_Task instructions:_
Return only the final portion of the entries: the line with "Expected output, for every instance of the palm" and every line after it, each one exact.

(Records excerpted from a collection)
==========

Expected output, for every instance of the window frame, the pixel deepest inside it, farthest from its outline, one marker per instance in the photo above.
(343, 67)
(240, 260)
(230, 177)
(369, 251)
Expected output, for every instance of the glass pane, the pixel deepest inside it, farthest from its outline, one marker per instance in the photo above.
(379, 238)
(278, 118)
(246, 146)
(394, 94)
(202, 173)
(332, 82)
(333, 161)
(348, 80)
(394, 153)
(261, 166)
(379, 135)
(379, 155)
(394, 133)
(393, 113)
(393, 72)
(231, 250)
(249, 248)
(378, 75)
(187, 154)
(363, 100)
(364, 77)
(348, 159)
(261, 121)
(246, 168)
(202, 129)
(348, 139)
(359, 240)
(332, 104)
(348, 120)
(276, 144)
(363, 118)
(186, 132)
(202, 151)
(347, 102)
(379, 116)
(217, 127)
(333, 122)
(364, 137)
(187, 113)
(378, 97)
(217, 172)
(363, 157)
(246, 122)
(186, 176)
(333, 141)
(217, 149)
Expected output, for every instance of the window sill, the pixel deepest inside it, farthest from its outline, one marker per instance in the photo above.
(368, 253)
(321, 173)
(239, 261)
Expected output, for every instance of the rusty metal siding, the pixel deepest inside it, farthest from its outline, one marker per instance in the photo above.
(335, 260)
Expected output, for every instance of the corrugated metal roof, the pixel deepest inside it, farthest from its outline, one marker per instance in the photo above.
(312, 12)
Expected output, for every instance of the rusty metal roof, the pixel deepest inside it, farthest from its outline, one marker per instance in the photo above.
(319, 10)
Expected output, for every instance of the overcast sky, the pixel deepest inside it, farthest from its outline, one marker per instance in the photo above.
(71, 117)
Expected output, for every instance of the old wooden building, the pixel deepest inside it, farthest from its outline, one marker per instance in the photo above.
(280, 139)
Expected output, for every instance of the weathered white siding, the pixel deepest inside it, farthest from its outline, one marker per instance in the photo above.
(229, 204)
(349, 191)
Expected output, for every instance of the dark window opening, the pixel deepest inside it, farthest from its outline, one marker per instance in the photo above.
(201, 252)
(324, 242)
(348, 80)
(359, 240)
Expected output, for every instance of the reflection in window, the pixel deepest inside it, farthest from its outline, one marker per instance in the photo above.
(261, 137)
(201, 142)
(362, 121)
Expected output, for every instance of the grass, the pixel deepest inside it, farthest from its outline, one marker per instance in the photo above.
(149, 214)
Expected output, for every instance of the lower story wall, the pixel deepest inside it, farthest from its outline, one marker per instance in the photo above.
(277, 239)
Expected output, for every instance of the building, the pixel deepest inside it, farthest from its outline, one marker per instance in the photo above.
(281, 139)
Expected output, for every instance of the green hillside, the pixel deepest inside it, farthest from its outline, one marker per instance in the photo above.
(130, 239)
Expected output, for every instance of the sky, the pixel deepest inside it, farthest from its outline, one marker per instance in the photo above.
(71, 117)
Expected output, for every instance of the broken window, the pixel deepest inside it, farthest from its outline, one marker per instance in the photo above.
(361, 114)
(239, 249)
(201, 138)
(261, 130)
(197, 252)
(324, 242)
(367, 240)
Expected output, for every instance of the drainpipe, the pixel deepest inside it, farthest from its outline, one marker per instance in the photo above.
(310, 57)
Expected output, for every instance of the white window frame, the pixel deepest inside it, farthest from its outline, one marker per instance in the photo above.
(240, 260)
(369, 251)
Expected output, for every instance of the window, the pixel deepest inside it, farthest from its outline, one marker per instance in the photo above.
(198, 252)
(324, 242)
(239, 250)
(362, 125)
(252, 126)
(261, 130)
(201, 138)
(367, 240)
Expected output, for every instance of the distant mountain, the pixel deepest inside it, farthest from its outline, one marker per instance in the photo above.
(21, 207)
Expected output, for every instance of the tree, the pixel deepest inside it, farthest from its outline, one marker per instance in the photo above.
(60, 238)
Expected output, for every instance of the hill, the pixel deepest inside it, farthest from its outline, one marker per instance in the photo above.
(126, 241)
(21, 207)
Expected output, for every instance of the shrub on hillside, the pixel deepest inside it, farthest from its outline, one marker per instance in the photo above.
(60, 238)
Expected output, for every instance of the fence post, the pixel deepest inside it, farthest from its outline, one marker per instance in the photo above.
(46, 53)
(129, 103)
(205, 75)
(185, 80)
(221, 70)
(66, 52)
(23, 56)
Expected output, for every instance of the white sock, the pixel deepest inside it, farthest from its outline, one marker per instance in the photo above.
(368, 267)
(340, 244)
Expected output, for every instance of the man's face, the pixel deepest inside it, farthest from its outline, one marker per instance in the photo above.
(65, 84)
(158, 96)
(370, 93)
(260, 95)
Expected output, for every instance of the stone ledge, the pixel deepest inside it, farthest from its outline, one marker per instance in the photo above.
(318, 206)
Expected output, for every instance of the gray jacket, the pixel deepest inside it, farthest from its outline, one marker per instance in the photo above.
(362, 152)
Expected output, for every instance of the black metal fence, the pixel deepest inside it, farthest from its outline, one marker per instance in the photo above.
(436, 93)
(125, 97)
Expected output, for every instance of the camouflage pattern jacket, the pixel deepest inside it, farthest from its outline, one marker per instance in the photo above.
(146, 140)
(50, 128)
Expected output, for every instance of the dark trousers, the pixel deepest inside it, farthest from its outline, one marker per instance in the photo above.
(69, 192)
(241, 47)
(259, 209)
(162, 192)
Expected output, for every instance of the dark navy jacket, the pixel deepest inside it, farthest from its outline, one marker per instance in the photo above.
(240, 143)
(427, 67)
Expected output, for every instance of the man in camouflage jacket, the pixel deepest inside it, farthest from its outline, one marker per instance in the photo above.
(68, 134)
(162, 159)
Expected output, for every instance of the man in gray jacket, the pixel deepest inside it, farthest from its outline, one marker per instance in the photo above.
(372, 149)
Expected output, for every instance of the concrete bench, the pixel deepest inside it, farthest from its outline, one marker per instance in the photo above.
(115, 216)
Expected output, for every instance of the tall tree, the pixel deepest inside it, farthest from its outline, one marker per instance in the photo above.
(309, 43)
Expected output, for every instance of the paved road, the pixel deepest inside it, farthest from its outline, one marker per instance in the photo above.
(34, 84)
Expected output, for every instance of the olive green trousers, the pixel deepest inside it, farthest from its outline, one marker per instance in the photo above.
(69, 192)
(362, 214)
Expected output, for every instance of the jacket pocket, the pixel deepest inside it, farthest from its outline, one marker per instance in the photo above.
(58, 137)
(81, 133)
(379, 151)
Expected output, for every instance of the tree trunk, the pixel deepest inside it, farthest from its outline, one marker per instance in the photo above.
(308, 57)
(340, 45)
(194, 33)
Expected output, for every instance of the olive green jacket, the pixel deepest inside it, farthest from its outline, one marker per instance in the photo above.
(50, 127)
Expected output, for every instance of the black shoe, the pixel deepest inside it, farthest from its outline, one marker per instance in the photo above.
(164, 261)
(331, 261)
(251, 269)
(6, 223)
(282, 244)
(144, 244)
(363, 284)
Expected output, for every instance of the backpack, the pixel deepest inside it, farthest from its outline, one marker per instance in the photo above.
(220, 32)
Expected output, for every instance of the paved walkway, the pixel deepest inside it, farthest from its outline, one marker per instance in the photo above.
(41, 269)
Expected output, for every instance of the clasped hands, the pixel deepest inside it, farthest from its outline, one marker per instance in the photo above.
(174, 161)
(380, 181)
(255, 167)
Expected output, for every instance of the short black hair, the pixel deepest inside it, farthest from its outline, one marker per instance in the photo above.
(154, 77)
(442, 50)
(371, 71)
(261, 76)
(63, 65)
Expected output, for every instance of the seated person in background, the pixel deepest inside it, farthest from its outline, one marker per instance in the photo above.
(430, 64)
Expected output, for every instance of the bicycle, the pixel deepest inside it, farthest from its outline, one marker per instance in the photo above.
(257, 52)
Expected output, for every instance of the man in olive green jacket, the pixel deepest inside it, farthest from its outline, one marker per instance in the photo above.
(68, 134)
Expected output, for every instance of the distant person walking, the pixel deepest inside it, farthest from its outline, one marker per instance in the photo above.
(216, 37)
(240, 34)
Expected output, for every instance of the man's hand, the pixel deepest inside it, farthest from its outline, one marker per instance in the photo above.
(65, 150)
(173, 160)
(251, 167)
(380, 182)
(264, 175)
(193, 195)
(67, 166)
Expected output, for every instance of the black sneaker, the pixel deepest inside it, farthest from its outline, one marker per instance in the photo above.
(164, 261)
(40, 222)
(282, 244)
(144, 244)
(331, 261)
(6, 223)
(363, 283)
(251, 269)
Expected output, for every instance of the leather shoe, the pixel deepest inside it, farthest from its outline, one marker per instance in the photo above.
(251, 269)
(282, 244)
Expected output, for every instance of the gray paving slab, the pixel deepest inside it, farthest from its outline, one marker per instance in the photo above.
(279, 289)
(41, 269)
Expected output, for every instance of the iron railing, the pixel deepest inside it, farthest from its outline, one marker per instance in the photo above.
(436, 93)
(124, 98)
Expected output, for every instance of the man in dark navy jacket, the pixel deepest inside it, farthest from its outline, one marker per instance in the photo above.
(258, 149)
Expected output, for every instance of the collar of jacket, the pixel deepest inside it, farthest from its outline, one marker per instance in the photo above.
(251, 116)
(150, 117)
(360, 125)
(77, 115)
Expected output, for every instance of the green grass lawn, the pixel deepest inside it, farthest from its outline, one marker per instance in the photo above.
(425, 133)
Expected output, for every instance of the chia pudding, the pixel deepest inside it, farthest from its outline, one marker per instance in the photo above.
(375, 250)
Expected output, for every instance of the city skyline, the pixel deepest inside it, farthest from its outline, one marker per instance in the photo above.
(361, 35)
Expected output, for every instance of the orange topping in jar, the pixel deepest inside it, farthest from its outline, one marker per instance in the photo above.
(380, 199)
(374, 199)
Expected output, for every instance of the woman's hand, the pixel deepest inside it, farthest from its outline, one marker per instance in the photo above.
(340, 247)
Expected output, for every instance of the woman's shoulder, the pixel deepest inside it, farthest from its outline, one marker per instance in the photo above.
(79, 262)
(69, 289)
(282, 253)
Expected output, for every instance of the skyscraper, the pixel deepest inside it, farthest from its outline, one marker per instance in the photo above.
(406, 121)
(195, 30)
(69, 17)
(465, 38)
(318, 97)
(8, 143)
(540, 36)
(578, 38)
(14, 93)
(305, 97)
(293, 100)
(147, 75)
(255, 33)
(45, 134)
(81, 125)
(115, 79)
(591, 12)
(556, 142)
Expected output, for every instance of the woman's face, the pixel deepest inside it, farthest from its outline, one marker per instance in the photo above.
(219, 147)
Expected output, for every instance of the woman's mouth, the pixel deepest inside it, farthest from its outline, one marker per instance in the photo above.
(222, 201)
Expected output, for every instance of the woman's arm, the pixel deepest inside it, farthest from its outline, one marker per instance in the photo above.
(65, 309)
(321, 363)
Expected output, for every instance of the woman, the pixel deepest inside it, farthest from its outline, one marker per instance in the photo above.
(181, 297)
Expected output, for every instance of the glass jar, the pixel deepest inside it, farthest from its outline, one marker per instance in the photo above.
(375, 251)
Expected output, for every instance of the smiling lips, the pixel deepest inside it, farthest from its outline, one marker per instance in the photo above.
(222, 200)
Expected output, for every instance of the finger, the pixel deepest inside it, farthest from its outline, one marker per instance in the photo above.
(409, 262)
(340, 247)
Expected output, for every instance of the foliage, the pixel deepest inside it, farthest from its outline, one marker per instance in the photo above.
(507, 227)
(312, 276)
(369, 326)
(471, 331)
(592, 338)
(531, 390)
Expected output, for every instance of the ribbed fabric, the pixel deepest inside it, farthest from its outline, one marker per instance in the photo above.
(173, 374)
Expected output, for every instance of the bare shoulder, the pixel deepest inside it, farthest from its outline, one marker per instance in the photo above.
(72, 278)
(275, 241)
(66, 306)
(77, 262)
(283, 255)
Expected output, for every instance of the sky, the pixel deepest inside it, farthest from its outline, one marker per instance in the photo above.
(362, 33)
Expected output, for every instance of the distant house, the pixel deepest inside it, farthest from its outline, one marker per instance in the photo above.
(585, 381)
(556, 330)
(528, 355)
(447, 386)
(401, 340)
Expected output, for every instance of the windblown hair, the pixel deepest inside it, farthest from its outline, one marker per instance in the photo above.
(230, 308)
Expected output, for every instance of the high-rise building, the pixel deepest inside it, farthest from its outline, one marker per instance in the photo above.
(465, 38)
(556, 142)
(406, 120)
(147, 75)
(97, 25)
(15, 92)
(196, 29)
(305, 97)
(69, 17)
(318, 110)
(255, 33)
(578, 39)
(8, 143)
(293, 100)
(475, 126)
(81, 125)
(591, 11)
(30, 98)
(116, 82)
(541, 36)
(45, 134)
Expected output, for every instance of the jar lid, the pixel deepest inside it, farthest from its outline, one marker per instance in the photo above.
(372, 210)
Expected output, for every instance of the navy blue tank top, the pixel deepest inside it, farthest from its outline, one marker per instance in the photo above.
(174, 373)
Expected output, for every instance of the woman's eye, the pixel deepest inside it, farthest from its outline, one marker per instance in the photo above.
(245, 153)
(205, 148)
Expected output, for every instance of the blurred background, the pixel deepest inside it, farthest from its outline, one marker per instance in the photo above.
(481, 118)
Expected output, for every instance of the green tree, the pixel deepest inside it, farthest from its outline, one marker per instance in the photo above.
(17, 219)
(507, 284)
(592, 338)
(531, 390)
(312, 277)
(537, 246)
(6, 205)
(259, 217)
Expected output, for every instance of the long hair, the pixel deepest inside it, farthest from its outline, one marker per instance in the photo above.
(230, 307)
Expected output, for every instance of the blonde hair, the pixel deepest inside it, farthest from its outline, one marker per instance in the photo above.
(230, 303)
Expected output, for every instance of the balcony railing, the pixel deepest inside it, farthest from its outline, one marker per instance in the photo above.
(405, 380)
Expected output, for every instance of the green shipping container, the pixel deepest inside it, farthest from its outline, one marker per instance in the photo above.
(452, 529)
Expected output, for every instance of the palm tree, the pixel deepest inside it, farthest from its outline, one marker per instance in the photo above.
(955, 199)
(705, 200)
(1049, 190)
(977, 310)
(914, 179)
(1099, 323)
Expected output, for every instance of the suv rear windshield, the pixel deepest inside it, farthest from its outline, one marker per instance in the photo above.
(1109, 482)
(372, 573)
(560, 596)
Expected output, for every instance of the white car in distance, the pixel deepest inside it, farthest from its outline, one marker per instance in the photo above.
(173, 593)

==========

_Exercise solution:_
Expected output, for every instance of the palm tree, the pixel deepest inside it, farthest from its outline, one marker per instance in the photo above.
(955, 199)
(705, 200)
(1049, 190)
(977, 310)
(914, 179)
(1099, 323)
Expected output, for every instance of the suv rear windshield, the pixel deepest inside it, farthest from its outline, one marker per instance in the photo above.
(1109, 482)
(372, 573)
(560, 596)
Expected output, for every instance of the white car in distance, the pixel deepest inside it, farthest from its outline, one marker per instance in the photo above.
(173, 593)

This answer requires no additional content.